**The problem**
Find and copy every line in the data below that contains the word "door". Case counts, so a line matches only if the letters agree in case.

++++++++++++++++++++

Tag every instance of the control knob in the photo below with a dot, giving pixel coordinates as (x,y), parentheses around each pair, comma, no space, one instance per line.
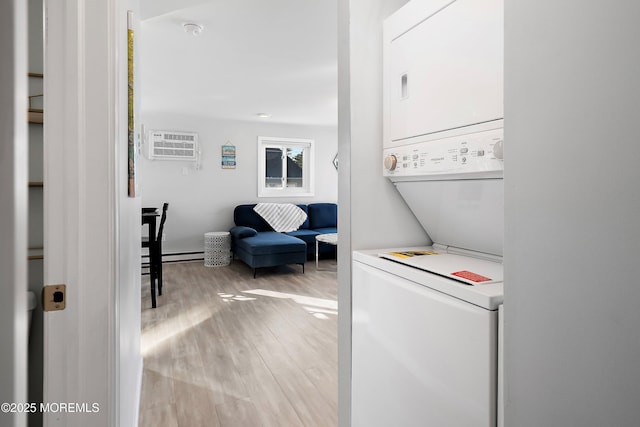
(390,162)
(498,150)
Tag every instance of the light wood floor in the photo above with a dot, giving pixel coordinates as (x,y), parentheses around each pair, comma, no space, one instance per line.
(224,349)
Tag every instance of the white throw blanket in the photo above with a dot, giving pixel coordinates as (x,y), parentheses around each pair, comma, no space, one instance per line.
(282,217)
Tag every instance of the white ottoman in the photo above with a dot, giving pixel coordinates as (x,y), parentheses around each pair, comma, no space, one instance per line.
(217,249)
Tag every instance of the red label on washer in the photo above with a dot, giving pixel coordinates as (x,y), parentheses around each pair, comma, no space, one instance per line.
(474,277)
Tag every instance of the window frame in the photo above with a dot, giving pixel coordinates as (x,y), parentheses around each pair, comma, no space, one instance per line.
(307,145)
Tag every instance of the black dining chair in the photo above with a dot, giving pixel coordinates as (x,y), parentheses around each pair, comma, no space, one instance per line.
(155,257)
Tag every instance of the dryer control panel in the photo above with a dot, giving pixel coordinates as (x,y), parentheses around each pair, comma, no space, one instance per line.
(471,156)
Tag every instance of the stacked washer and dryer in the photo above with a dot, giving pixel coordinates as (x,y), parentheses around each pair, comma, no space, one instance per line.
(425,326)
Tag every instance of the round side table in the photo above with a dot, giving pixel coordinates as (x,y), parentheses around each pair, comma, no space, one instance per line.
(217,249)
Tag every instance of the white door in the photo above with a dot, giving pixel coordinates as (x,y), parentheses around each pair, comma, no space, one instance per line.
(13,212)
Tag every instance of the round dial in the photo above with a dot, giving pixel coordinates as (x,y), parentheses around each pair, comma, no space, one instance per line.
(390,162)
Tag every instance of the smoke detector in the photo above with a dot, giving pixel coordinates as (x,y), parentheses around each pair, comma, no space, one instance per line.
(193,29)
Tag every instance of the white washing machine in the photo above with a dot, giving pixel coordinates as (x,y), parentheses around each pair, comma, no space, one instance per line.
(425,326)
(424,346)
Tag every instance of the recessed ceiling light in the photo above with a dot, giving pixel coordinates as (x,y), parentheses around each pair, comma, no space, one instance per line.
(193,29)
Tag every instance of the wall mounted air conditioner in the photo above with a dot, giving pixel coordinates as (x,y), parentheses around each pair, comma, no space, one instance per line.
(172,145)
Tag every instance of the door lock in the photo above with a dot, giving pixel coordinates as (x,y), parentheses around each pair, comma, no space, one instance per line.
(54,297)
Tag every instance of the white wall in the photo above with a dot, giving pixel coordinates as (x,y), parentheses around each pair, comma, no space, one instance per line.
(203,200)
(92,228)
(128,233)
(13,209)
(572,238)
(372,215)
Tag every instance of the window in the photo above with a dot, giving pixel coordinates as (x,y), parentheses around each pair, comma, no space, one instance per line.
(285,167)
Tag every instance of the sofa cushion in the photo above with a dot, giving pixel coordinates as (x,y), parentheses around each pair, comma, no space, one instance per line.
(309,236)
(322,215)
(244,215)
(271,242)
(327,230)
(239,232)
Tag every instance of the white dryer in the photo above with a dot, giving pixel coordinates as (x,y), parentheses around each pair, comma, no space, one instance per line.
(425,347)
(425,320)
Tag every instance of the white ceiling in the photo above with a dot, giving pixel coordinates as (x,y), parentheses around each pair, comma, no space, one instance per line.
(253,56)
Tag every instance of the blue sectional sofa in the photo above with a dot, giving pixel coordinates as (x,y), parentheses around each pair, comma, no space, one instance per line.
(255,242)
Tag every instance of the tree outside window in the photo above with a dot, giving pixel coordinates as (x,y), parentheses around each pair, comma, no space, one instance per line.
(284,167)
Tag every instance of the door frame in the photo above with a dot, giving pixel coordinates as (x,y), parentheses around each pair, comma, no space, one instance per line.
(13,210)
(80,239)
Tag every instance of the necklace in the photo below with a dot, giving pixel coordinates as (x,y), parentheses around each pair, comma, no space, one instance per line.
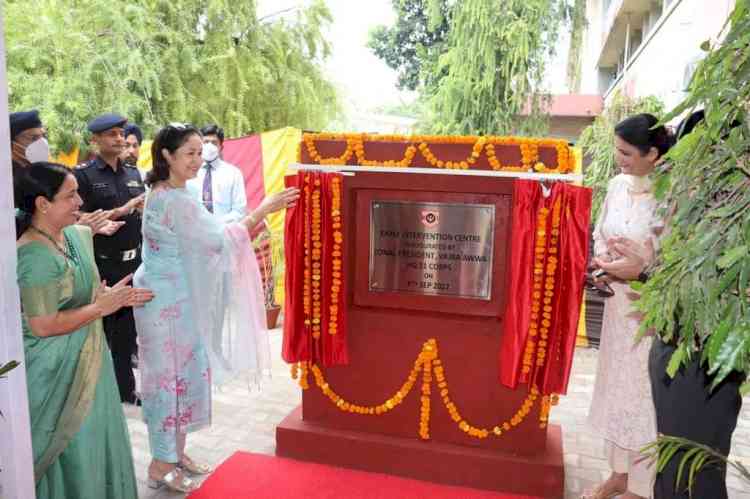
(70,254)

++++++++++++++++++++

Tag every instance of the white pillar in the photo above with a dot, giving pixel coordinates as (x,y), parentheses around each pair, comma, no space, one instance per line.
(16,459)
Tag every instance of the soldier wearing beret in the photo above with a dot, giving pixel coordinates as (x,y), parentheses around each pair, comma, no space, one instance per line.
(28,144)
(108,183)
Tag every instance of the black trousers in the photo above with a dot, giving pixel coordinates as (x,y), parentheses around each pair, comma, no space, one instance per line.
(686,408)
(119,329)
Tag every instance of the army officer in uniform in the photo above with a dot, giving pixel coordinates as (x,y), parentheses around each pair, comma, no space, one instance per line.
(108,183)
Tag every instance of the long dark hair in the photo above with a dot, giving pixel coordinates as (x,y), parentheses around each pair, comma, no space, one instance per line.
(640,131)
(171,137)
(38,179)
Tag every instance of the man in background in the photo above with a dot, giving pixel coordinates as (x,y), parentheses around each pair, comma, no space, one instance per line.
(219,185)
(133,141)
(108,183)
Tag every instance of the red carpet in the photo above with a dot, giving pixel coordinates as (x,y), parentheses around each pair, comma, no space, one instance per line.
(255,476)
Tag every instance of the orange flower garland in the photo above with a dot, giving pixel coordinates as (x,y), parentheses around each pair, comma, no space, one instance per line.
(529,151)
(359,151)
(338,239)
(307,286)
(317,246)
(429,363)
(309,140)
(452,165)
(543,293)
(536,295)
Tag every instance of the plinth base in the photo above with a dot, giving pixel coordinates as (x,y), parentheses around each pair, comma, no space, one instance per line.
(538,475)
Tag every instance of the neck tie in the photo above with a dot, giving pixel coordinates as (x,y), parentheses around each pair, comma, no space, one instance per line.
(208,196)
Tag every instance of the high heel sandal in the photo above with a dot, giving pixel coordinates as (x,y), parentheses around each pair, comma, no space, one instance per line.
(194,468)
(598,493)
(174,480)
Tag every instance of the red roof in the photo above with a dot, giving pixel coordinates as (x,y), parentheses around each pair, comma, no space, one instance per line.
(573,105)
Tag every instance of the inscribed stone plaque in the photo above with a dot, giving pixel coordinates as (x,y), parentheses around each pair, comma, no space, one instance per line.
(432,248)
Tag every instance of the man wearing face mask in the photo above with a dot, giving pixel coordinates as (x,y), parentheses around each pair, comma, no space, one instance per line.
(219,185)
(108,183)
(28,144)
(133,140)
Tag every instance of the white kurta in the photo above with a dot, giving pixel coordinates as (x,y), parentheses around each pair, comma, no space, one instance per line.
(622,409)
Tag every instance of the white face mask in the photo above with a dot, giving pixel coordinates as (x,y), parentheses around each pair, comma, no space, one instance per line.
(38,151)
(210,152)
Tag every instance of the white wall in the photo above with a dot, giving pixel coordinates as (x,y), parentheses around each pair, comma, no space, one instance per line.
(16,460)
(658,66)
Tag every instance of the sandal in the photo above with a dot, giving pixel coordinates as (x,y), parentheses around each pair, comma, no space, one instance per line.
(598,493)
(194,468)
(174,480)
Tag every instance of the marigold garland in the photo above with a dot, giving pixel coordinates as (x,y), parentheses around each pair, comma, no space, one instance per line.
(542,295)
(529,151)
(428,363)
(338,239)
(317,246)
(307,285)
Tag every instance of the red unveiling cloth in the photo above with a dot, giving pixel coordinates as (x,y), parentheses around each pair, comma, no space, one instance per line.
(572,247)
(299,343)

++++++++++++++++++++

**Problem solution**
Tag every instance of the white door in the photo above with a dot, giving pixel coordinates as (x,y), parentheses around each pair, comma, no space, one instance per line.
Tag every instance of the door lock in the photo above with a dot, giving pixel coordinates as (x,y), parentheses around each pair, comma, no space, one instance per line.
Tag every instance of the door frame in the photo above with a dot, giving pixel coordinates as (x,y), parentheses around each pair, comma, no space, one instance per line.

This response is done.